### GOAL
Which lines in the rows below contain the word "yellow"? Show each of them in full.

### GIVEN DATA
________________________
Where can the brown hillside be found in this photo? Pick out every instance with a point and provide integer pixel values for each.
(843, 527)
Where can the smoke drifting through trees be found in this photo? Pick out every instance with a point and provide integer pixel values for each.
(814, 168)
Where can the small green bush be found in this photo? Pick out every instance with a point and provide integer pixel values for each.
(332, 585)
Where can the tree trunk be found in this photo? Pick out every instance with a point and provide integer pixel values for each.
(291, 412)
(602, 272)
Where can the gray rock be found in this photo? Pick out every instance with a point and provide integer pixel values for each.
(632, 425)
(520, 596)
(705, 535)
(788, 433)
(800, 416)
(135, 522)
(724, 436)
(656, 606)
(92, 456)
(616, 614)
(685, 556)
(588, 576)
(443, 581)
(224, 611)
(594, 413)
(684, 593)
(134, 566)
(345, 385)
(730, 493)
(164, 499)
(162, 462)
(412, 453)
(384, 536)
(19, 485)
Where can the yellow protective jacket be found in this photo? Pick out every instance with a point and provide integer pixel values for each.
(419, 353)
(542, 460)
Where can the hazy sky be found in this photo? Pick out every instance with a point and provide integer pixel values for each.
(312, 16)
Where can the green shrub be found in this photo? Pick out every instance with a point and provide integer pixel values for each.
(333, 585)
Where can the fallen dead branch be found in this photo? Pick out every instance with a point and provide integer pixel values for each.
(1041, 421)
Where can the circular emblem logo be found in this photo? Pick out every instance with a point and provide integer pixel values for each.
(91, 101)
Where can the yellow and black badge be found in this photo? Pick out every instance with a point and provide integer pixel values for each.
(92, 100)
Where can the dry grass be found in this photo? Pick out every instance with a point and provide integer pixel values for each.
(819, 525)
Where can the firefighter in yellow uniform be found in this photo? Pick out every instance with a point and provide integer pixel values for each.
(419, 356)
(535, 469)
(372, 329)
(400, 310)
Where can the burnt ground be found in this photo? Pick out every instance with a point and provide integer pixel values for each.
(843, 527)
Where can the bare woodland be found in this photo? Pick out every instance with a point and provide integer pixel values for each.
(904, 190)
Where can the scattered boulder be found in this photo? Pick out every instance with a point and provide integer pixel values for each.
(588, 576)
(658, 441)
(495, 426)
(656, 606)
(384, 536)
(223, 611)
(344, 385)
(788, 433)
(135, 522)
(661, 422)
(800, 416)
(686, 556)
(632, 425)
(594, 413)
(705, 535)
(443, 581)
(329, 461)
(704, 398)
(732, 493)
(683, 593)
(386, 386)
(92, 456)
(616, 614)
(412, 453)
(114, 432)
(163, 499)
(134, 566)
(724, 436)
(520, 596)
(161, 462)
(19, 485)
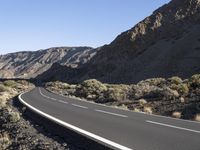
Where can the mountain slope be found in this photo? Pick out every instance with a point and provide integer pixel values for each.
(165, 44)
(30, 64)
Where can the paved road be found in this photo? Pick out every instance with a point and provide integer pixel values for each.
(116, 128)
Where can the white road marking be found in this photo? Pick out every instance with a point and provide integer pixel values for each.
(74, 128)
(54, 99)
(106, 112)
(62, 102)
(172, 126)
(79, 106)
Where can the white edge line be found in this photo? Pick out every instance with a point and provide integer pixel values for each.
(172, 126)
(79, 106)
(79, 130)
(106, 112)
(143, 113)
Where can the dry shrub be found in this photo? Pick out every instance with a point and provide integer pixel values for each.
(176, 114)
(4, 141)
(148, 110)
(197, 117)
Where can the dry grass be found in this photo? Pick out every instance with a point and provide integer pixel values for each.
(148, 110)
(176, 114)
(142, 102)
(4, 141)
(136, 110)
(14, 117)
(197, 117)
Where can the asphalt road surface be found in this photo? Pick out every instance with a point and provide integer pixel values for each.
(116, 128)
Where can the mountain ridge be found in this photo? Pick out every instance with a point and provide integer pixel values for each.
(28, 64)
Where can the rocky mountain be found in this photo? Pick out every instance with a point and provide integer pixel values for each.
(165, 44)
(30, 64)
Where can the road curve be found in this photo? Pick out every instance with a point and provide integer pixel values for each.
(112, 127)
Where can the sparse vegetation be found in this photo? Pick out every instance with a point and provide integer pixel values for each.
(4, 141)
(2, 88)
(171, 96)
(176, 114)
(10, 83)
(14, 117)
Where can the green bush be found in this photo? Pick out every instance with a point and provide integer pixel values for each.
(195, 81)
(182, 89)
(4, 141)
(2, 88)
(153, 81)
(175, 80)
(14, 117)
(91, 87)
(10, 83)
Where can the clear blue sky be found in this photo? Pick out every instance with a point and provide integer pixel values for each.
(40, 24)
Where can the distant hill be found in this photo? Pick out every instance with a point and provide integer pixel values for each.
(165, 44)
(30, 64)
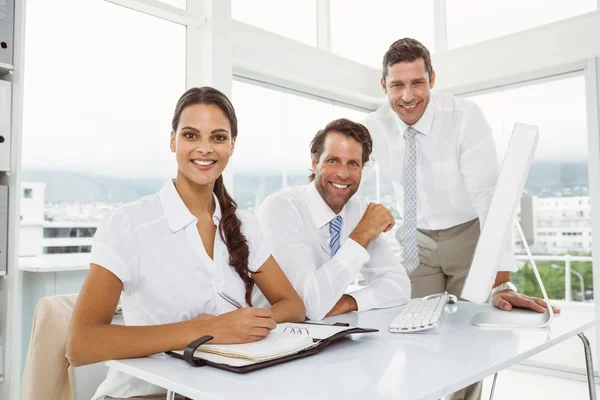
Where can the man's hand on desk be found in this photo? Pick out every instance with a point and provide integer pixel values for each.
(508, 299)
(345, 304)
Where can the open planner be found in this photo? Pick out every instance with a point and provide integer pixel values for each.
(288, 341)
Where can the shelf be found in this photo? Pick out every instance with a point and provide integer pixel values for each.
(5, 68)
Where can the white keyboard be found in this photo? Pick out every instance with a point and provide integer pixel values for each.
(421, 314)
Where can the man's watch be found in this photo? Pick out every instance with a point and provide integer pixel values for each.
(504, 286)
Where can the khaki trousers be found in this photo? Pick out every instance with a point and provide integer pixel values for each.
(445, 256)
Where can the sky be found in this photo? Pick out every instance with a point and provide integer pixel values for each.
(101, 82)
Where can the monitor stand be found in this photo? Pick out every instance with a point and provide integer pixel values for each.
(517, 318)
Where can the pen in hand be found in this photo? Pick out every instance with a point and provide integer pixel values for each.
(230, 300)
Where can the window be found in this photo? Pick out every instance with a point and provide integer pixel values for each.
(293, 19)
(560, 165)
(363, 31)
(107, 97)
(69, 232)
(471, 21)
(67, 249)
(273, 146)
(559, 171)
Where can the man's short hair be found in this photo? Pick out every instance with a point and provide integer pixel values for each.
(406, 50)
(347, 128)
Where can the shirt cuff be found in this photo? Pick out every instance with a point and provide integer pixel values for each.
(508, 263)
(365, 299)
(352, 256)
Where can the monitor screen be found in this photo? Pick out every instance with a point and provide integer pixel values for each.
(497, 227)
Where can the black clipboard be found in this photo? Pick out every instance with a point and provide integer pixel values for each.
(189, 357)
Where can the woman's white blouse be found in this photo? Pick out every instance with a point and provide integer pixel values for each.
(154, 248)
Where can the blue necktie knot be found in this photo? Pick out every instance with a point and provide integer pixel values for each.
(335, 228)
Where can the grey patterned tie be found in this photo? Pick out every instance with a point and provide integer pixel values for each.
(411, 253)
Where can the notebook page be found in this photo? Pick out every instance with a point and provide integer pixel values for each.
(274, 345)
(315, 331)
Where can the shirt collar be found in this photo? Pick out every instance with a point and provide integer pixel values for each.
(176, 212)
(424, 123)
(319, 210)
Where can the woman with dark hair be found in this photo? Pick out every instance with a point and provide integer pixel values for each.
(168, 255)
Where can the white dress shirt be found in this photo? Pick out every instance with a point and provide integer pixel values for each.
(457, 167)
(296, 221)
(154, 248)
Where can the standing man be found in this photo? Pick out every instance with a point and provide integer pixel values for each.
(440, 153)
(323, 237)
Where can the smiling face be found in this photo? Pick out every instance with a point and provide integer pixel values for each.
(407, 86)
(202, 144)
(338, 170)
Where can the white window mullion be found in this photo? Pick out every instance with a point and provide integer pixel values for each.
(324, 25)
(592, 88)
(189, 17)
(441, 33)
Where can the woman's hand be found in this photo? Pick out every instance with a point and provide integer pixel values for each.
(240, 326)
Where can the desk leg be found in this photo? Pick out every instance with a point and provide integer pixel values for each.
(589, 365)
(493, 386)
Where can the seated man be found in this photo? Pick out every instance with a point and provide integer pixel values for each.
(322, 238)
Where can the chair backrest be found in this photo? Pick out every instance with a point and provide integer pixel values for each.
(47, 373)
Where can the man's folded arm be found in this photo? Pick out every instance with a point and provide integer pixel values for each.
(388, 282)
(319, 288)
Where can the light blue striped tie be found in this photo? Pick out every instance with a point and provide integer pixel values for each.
________________________
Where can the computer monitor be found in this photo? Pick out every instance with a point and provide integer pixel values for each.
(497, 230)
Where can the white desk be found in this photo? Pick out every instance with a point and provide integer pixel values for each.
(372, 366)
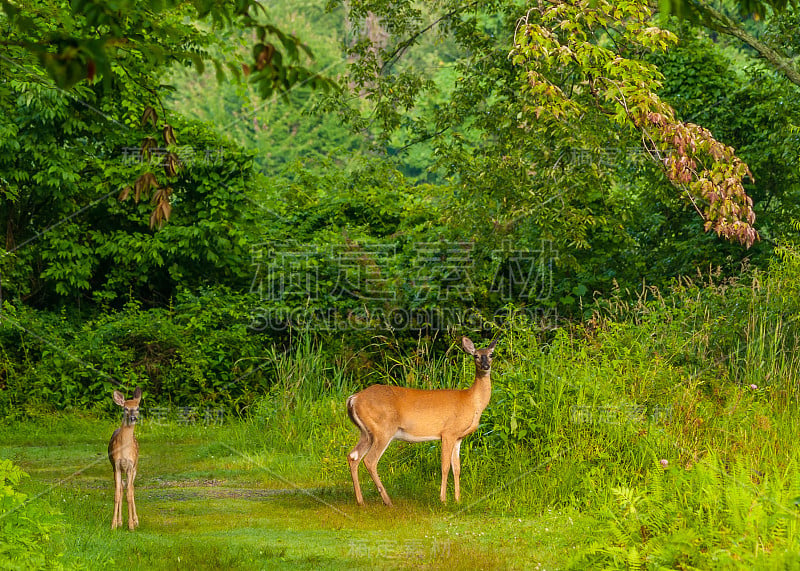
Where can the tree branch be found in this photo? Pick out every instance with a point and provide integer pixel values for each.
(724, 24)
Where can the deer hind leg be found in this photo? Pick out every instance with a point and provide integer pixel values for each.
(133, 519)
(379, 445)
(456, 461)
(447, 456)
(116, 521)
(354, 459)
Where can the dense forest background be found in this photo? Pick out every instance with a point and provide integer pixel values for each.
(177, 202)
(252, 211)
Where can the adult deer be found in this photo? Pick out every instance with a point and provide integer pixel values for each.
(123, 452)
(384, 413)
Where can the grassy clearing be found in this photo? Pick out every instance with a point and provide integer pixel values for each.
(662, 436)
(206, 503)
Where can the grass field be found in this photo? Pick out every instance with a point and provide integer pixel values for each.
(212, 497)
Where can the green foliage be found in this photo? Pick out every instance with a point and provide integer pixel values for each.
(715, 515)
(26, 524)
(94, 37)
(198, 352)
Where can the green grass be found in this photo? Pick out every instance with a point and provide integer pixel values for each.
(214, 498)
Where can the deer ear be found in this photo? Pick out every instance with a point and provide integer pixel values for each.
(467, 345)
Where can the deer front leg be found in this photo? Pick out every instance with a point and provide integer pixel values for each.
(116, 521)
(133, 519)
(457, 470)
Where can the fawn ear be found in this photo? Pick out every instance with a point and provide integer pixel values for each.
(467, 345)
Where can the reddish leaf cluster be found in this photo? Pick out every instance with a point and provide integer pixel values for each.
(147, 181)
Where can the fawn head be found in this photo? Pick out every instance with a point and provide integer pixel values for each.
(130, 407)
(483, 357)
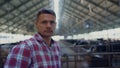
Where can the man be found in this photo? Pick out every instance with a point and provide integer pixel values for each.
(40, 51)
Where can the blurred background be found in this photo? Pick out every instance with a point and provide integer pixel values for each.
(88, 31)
________________________
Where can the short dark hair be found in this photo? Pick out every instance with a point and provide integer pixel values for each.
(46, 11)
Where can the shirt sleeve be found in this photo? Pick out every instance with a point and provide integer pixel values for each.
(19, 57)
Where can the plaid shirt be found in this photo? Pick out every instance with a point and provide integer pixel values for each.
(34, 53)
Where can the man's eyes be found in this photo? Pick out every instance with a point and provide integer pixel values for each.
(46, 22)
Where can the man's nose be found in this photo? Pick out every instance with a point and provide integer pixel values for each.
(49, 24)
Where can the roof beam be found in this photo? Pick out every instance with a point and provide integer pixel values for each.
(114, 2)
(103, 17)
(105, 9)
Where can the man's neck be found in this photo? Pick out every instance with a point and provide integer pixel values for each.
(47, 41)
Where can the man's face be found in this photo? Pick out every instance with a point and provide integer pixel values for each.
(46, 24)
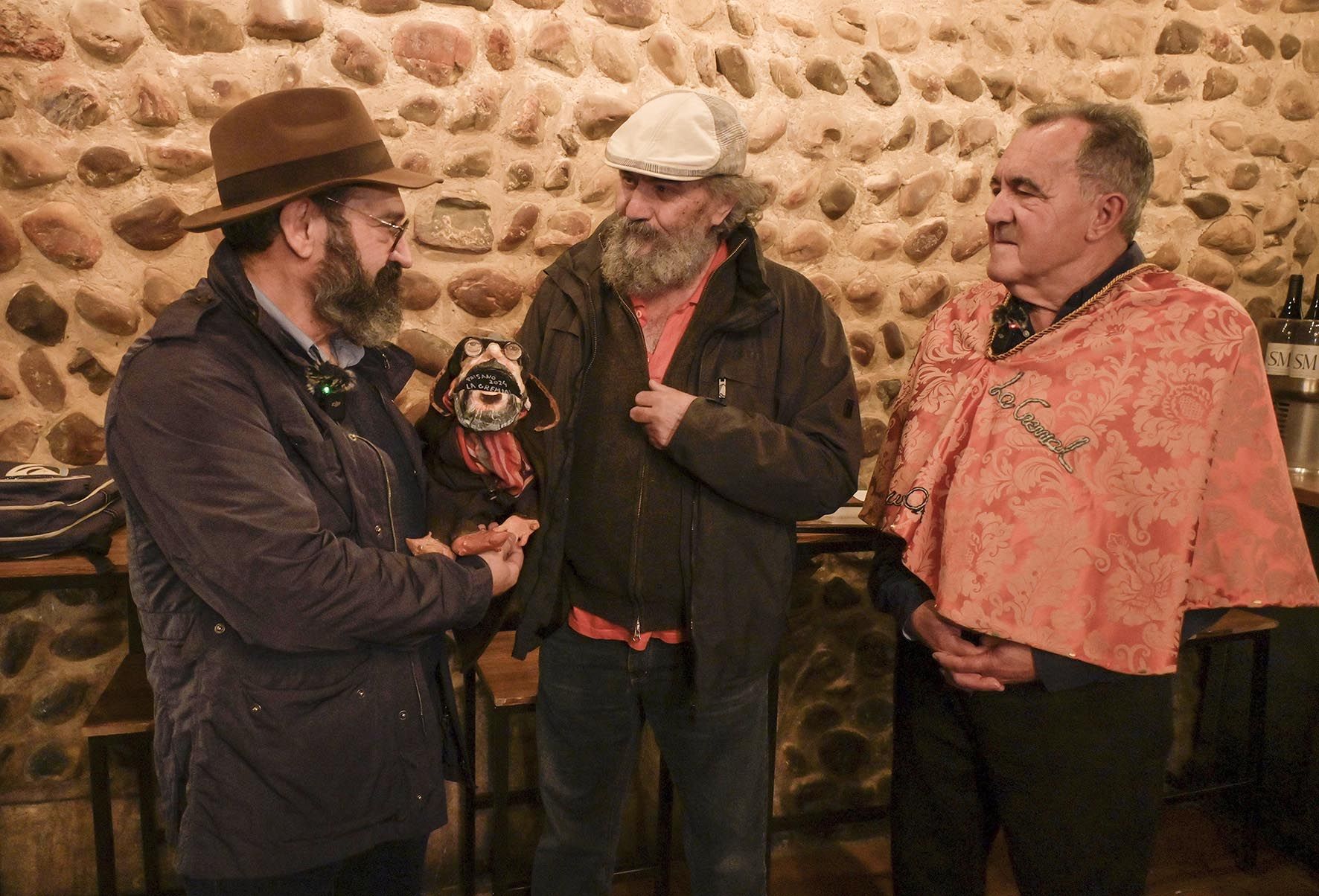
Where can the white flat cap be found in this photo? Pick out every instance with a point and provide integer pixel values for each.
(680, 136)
________________________
### OUTPUT FOR THIS TASK
Where can the yellow protective jacket be found in this photo? Pick out every instance with a point and provide integer pixel values for each.
Where can the yellow and black badge be found in this photo? Pick out every instance with a point and provide integer pixel values for each.
Where can the firefighter in yellow uniform be found in this photo? Pick out every instance with a point and provide integer pixel values for each.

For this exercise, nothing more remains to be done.